> [Your goal]
Your task is to retype each line of the data below exactly.

□ □ □ □

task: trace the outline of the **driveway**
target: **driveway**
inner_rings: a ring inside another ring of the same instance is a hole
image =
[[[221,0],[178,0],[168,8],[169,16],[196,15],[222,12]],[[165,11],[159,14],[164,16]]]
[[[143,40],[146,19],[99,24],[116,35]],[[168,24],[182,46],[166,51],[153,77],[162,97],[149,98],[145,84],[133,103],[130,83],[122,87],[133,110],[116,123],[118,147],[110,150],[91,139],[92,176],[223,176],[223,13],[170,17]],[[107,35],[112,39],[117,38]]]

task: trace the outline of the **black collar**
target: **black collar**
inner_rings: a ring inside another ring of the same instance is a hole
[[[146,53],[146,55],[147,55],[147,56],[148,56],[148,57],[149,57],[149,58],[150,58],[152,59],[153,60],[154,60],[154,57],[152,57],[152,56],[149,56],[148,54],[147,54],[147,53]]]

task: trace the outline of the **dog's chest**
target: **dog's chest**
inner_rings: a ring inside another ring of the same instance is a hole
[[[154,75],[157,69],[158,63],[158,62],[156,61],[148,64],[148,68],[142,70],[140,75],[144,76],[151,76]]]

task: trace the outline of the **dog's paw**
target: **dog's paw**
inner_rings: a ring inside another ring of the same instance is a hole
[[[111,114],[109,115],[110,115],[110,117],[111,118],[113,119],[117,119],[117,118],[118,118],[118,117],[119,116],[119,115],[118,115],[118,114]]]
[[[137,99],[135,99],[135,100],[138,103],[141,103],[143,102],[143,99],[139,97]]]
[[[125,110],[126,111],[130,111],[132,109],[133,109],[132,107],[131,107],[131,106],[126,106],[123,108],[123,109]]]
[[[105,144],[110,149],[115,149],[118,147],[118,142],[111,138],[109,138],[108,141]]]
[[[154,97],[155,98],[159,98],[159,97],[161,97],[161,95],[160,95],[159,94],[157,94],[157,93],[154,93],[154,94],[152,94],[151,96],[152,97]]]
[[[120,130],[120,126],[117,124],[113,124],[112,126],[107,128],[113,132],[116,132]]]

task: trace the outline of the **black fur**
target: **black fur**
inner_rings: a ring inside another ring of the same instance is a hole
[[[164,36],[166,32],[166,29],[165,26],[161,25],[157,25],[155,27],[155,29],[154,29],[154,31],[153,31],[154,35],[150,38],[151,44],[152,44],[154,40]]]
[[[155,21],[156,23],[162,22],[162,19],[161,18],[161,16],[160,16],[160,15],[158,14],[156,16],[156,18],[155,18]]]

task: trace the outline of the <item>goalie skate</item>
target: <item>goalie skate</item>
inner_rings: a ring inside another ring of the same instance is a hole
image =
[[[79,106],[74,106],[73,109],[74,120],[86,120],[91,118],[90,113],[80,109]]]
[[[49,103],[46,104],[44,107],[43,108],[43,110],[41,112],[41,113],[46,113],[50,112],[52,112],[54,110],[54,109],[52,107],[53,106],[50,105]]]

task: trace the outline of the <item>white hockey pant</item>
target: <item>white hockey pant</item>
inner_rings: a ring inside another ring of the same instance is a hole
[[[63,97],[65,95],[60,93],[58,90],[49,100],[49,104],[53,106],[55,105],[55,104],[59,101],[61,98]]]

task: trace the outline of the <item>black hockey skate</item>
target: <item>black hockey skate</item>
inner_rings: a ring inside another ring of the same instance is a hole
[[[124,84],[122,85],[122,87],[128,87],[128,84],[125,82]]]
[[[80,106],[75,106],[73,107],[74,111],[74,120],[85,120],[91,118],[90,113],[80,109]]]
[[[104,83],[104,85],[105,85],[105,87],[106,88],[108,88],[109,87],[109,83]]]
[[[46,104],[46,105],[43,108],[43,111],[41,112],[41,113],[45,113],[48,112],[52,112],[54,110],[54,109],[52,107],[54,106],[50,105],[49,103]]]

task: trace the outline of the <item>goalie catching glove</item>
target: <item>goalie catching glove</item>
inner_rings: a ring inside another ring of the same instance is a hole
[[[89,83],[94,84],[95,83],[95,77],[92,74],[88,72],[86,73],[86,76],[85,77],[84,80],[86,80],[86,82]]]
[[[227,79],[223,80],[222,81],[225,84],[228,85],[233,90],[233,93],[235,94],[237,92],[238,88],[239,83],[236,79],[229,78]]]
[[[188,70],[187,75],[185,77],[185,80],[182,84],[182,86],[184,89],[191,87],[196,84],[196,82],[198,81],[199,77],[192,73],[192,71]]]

□ □ □ □

> [Full output]
task: trace the outline of the **driveway**
target: **driveway**
inner_rings: a ring inside another ring of the same instance is a hole
image =
[[[221,0],[178,0],[168,8],[169,16],[196,15],[222,12]],[[165,11],[159,14],[164,16]]]
[[[143,40],[146,19],[99,24],[116,35]],[[168,24],[182,46],[166,51],[153,77],[162,97],[149,98],[145,84],[133,103],[130,83],[122,87],[133,110],[116,123],[118,147],[110,150],[91,139],[92,176],[223,176],[223,13],[170,17]],[[107,35],[112,39],[117,38]]]

task: trace the outline of the **black collar**
target: **black collar**
inner_rings: a ring inside another ring of the same instance is a hole
[[[146,53],[146,55],[147,55],[147,56],[148,56],[148,57],[149,57],[149,58],[150,58],[152,59],[153,60],[154,60],[154,57],[152,57],[152,56],[149,56],[148,54],[147,54],[147,53]]]

task: trace the outline of the **dog's chest**
target: **dog's chest**
inner_rings: a ring inside another ring of the same instance is a hole
[[[154,75],[157,69],[158,63],[158,62],[156,61],[148,64],[148,68],[142,70],[140,75],[144,76],[151,76]]]

task: trace the outline of the **dog's paw**
target: **dog's paw**
inner_rings: a ring inside another ring of the same instance is a hole
[[[111,114],[109,115],[110,115],[110,117],[111,118],[113,119],[117,119],[117,118],[118,118],[118,117],[119,116],[119,115],[118,115],[118,114]]]
[[[137,99],[135,99],[135,100],[138,103],[141,103],[143,102],[143,99],[139,97]]]
[[[125,110],[126,111],[130,111],[132,109],[133,109],[132,107],[131,107],[131,106],[126,106],[123,108],[123,109]]]
[[[105,144],[110,149],[115,149],[118,147],[118,142],[111,138],[109,138],[108,141]]]
[[[154,97],[155,98],[159,98],[159,97],[161,97],[161,95],[160,95],[159,94],[157,94],[157,93],[154,93],[154,94],[152,94],[151,96],[152,97]]]
[[[120,130],[120,126],[117,124],[113,124],[112,126],[107,128],[113,132],[116,132]]]

task: trace the outline of the **black fur**
target: **black fur**
inner_rings: a ring inside another ring of the same instance is a hole
[[[164,36],[166,32],[166,29],[165,26],[161,25],[157,25],[155,27],[155,29],[154,29],[154,31],[153,31],[154,35],[150,38],[151,44],[152,44],[154,40]]]
[[[155,21],[156,23],[162,22],[162,19],[161,18],[161,16],[160,16],[160,15],[158,14],[156,16],[156,18],[155,18]]]

task: trace the outline of the <item>goalie skate</item>
target: <item>goalie skate</item>
inner_rings: a ring inside another ring of the same instance is a hole
image =
[[[79,106],[74,106],[73,109],[74,120],[86,120],[91,118],[90,113],[80,109]]]
[[[49,103],[46,104],[44,107],[43,108],[43,110],[41,112],[41,113],[46,113],[50,112],[52,112],[54,110],[54,109],[52,107],[53,106],[50,105]]]

task: trace the outline of the <item>white hockey pant</item>
target: <item>white hockey pant</item>
inner_rings: a ring inside another ring of the same instance is a hole
[[[63,97],[65,95],[60,93],[58,90],[49,100],[49,104],[53,106],[55,105],[55,104],[59,101],[61,98]]]

task: trace the outline of the <item>black hockey skate</item>
target: <item>black hockey skate</item>
inner_rings: a ring inside another ring of the same instance is a hole
[[[124,84],[122,85],[122,87],[128,87],[128,84],[125,82]]]
[[[80,106],[75,106],[73,107],[74,111],[74,120],[85,120],[91,118],[90,113],[80,109]]]
[[[104,83],[104,85],[105,85],[105,87],[106,88],[108,88],[109,87],[109,83]]]
[[[46,104],[46,105],[43,108],[43,111],[41,112],[41,113],[45,113],[48,112],[52,112],[54,110],[54,109],[52,107],[54,106],[50,105],[49,103]]]

task: trace the outline of the <item>goalie catching glove</item>
target: <item>goalie catching glove</item>
inner_rings: a ring inside another ring of the same instance is a hole
[[[89,83],[94,84],[95,83],[95,77],[92,74],[88,72],[86,73],[86,76],[85,77],[84,80],[86,80],[86,82]]]
[[[227,79],[223,80],[222,81],[225,84],[228,85],[233,90],[233,93],[235,94],[237,92],[238,88],[239,83],[236,79],[229,78]]]
[[[188,70],[187,75],[185,77],[185,80],[182,84],[182,86],[184,89],[191,87],[196,84],[196,82],[198,81],[199,77],[192,73],[192,71]]]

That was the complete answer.